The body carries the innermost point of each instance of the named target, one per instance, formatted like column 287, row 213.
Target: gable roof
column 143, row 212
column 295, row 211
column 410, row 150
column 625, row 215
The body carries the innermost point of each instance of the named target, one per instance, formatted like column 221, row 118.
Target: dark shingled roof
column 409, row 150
----------------------------------------
• [YOUR INSTRUCTIONS] Report every line of the entries that carries the word "named".

• [RESULT]
The body carries the innermost point of each instance of the named target, one per instance, formatted like column 287, row 213.
The body carries the innermost point of each instance of the named target, one per instance, formatted like column 221, row 118.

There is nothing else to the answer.